* Direction
Format the listing as a Markdown table with columns headed Row and Line, running from its first line up to and including the line containing "pixel 214 128". Number the rows and omit any blank lines.

[Items from a data source]
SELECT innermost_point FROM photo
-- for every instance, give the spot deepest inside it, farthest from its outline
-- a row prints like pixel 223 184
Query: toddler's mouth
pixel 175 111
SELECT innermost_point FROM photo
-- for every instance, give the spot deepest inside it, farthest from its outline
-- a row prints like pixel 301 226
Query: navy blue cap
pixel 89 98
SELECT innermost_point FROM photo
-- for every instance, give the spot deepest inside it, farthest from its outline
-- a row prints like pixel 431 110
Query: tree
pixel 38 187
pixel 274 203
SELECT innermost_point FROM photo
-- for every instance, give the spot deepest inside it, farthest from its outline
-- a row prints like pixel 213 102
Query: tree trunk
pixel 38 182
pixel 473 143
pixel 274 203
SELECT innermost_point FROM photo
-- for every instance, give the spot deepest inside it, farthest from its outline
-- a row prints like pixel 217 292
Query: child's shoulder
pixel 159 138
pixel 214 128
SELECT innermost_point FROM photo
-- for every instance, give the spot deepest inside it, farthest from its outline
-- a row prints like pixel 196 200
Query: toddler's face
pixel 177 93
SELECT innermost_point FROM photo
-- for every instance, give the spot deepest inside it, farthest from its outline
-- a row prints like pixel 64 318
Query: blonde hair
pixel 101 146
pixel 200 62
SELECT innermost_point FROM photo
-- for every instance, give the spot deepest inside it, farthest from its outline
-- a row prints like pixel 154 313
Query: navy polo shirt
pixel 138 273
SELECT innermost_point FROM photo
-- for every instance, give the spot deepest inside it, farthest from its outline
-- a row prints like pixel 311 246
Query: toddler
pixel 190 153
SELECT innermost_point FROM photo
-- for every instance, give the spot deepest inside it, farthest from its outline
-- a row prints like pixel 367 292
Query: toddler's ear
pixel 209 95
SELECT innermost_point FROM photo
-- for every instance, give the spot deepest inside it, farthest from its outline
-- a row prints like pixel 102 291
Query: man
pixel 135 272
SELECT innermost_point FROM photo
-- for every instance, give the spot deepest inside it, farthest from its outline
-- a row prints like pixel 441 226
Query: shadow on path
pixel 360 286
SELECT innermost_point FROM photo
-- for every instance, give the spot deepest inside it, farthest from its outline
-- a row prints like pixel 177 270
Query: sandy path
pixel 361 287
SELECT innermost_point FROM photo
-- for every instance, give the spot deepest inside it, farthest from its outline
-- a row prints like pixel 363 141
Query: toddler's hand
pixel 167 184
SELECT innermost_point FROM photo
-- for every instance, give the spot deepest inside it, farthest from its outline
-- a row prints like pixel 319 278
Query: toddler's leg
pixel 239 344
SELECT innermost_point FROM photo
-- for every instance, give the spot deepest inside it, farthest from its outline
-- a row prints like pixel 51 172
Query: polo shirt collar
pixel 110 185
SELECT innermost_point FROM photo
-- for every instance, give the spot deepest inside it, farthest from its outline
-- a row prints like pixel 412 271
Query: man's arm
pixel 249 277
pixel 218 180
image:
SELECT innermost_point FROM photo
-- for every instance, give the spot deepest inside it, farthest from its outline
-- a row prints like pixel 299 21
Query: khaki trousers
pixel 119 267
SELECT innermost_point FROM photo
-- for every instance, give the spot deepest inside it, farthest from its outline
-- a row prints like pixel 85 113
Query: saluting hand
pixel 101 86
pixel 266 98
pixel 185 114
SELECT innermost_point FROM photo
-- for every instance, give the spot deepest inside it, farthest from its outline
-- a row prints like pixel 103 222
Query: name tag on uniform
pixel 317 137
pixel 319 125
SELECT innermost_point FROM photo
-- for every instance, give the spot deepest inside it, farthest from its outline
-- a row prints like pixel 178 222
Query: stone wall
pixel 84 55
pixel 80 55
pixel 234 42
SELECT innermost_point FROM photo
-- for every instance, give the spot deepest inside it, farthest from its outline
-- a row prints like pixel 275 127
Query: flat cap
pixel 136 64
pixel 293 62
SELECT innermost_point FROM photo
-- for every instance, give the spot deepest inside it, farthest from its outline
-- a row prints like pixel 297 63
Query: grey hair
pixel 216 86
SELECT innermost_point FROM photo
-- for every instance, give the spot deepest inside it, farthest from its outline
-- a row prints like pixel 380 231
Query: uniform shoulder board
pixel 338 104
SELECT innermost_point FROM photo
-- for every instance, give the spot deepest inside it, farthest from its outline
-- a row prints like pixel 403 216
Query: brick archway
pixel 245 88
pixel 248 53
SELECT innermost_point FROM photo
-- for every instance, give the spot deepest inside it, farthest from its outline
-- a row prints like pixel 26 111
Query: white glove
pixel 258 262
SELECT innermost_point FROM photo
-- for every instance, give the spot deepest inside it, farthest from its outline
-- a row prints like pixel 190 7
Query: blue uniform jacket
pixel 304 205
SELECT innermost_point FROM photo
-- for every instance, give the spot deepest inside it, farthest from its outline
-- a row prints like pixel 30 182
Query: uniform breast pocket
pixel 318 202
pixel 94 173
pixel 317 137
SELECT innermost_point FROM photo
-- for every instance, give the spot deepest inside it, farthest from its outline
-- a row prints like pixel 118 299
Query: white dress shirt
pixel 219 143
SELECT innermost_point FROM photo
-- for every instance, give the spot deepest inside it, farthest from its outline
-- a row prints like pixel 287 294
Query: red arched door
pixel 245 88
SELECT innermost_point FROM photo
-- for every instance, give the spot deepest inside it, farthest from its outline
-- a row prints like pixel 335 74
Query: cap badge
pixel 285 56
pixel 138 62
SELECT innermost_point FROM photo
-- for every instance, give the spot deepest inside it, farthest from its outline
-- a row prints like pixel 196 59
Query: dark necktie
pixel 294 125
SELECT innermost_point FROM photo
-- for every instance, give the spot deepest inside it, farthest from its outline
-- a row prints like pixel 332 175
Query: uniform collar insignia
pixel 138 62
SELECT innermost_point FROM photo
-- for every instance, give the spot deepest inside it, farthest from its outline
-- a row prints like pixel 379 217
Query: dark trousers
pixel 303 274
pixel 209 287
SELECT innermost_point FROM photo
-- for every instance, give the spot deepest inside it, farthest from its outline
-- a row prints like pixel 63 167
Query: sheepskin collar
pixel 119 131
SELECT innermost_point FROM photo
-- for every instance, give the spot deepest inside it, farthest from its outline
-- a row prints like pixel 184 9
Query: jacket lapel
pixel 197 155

* Exercise response
| Row | Line |
|---|---|
| 1 | SELECT innermost_point FROM photo |
| 2 | -- for every instance, give the spot deepest inside it, farthest from its outline |
| 3 | -- a row prints like pixel 223 184 |
| 4 | Query: toddler's mouth |
| 5 | pixel 175 111 |
| 6 | SELECT innermost_point FROM photo |
| 7 | -- for every instance, give the spot deepest inside it, farthest from its outline |
| 8 | -- a row prints like pixel 301 226 |
| 9 | Query: navy blue cap |
| 10 | pixel 89 98 |
| 11 | SELECT innermost_point FROM photo |
| 12 | -- for every instance, give the spot deepest inside it, farthest from its outline |
| 13 | -- a row prints like pixel 431 110 |
| 14 | Query: tree |
| 15 | pixel 38 187 |
| 16 | pixel 274 203 |
| 17 | SELECT innermost_point FROM photo |
| 18 | -- for every instance, give the spot deepest inside it, farthest from its outline |
| 19 | -- a row prints like pixel 213 102 |
| 20 | Query: tree trunk |
| 21 | pixel 38 182 |
| 22 | pixel 473 143 |
| 23 | pixel 274 203 |
| 24 | SELECT innermost_point FROM photo |
| 25 | -- for every instance, give the spot deepest inside it, farthest from its outline |
| 26 | -- a row prints like pixel 217 292 |
| 27 | Query: child's shoulder |
| 28 | pixel 159 138 |
| 29 | pixel 214 128 |